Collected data
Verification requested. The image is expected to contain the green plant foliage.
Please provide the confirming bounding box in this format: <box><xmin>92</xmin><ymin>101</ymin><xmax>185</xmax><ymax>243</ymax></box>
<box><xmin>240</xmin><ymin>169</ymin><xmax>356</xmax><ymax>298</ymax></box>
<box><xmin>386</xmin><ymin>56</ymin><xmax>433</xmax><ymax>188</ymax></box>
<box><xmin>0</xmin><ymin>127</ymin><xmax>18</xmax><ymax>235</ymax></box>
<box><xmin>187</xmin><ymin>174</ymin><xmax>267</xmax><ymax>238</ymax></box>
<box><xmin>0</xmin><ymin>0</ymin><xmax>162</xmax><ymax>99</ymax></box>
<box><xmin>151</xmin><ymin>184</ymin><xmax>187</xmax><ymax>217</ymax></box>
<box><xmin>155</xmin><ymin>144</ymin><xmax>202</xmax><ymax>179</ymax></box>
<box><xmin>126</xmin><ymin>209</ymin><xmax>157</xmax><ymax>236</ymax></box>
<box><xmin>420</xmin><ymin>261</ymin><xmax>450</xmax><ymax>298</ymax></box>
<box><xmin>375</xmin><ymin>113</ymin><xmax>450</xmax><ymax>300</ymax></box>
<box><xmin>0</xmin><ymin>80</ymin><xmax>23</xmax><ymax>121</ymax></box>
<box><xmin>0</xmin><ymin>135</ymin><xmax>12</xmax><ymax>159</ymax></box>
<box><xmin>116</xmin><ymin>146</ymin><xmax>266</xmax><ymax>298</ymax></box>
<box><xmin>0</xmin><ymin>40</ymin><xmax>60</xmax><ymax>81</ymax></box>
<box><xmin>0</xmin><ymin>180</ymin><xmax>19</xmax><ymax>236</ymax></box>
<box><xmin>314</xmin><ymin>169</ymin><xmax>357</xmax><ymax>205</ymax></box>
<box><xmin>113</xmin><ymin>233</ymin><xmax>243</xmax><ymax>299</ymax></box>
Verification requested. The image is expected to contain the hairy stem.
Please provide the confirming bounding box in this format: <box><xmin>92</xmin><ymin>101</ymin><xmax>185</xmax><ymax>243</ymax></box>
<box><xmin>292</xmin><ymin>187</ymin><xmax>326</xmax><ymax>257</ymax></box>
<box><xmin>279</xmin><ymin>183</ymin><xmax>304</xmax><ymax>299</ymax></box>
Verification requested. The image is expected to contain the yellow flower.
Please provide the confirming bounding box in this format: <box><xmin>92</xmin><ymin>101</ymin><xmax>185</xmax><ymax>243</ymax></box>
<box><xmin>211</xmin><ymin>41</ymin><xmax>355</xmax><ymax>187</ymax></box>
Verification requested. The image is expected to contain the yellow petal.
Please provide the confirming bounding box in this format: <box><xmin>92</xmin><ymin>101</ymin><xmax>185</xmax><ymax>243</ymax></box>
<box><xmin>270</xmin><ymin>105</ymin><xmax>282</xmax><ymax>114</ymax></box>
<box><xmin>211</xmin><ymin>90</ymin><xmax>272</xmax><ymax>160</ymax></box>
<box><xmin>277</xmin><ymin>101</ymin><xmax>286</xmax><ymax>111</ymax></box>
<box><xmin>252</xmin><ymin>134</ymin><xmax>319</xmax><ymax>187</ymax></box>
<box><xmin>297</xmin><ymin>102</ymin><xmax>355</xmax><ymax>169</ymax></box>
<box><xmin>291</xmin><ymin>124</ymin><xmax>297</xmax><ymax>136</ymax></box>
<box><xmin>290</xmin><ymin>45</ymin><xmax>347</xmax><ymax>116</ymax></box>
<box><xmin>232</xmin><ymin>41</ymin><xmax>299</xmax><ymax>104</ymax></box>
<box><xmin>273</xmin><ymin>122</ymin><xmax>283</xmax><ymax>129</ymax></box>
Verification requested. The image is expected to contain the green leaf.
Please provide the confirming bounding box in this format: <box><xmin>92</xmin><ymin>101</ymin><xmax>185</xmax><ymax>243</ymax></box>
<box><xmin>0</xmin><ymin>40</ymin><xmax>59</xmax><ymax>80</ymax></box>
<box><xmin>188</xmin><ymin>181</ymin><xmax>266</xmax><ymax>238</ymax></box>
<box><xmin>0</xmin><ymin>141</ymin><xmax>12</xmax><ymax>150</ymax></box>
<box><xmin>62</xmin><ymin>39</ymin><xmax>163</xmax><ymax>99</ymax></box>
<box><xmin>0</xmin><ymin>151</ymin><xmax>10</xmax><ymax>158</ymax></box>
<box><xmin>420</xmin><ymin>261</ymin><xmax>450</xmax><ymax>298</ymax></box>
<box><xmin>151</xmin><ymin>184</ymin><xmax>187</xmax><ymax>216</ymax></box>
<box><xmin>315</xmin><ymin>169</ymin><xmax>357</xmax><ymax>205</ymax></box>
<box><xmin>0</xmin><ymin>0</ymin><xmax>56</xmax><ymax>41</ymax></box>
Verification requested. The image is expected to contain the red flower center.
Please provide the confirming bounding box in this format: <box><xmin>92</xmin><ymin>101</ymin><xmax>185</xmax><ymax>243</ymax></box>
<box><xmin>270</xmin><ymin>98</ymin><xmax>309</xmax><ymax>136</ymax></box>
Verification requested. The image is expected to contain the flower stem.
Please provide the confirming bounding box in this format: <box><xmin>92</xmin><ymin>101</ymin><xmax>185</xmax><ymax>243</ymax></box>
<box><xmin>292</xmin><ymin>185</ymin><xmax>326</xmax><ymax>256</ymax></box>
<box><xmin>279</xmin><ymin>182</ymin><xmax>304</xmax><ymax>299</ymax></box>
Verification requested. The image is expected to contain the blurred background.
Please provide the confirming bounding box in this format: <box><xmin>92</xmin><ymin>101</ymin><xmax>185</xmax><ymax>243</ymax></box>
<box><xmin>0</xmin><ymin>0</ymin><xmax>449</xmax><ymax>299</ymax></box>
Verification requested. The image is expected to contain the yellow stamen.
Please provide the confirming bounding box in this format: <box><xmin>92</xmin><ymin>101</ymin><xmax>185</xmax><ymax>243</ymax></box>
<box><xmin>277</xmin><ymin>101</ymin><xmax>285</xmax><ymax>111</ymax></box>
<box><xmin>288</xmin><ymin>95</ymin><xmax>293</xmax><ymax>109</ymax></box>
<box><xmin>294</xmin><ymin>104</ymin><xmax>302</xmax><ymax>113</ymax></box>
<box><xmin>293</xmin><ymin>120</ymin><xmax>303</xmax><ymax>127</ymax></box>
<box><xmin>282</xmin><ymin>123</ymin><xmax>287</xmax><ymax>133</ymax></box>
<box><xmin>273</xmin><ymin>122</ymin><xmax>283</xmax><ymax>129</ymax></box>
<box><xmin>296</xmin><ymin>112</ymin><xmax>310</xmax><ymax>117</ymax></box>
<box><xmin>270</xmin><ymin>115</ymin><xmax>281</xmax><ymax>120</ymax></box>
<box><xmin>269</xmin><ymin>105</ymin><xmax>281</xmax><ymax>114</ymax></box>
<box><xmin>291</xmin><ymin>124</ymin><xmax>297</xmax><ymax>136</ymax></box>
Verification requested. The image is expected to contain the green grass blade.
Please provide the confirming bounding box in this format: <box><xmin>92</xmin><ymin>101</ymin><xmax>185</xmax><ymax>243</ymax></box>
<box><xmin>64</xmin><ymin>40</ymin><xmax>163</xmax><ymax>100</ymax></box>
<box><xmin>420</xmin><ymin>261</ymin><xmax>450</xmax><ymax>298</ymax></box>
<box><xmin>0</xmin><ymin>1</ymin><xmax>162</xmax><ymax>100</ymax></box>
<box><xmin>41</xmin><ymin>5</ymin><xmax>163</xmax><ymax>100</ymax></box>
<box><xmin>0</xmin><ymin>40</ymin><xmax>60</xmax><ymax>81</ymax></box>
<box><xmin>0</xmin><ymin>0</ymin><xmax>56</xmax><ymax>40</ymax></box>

EXERCISE INSTRUCTIONS
Reproduce exactly the lines above from the line with "the yellow petal." to the line with "the flower stem.", including both, and add nothing.

SOLUTION BELOW
Verification requested. The image is expected to contain the yellow petal.
Please provide the confirming bounding box in this format: <box><xmin>92</xmin><ymin>101</ymin><xmax>185</xmax><ymax>243</ymax></box>
<box><xmin>270</xmin><ymin>105</ymin><xmax>282</xmax><ymax>114</ymax></box>
<box><xmin>211</xmin><ymin>90</ymin><xmax>272</xmax><ymax>160</ymax></box>
<box><xmin>277</xmin><ymin>101</ymin><xmax>286</xmax><ymax>111</ymax></box>
<box><xmin>252</xmin><ymin>134</ymin><xmax>319</xmax><ymax>187</ymax></box>
<box><xmin>297</xmin><ymin>102</ymin><xmax>355</xmax><ymax>169</ymax></box>
<box><xmin>291</xmin><ymin>124</ymin><xmax>297</xmax><ymax>136</ymax></box>
<box><xmin>290</xmin><ymin>45</ymin><xmax>347</xmax><ymax>116</ymax></box>
<box><xmin>232</xmin><ymin>41</ymin><xmax>299</xmax><ymax>104</ymax></box>
<box><xmin>273</xmin><ymin>122</ymin><xmax>283</xmax><ymax>129</ymax></box>
Verification requested. The image is expected to contain the green leaf.
Please provide the confirming bounding box in this format: <box><xmin>92</xmin><ymin>101</ymin><xmax>185</xmax><ymax>243</ymax></box>
<box><xmin>0</xmin><ymin>40</ymin><xmax>59</xmax><ymax>80</ymax></box>
<box><xmin>188</xmin><ymin>181</ymin><xmax>266</xmax><ymax>238</ymax></box>
<box><xmin>0</xmin><ymin>141</ymin><xmax>12</xmax><ymax>150</ymax></box>
<box><xmin>62</xmin><ymin>39</ymin><xmax>163</xmax><ymax>99</ymax></box>
<box><xmin>0</xmin><ymin>151</ymin><xmax>10</xmax><ymax>158</ymax></box>
<box><xmin>420</xmin><ymin>261</ymin><xmax>450</xmax><ymax>298</ymax></box>
<box><xmin>151</xmin><ymin>184</ymin><xmax>187</xmax><ymax>216</ymax></box>
<box><xmin>315</xmin><ymin>169</ymin><xmax>357</xmax><ymax>205</ymax></box>
<box><xmin>0</xmin><ymin>0</ymin><xmax>56</xmax><ymax>41</ymax></box>
Verification requested. The image is expected to contain the red flower center.
Please provide the confirming bounding box in this format: <box><xmin>92</xmin><ymin>101</ymin><xmax>185</xmax><ymax>243</ymax></box>
<box><xmin>270</xmin><ymin>98</ymin><xmax>309</xmax><ymax>136</ymax></box>
Verification requested. The image is expected to contain the flower stem.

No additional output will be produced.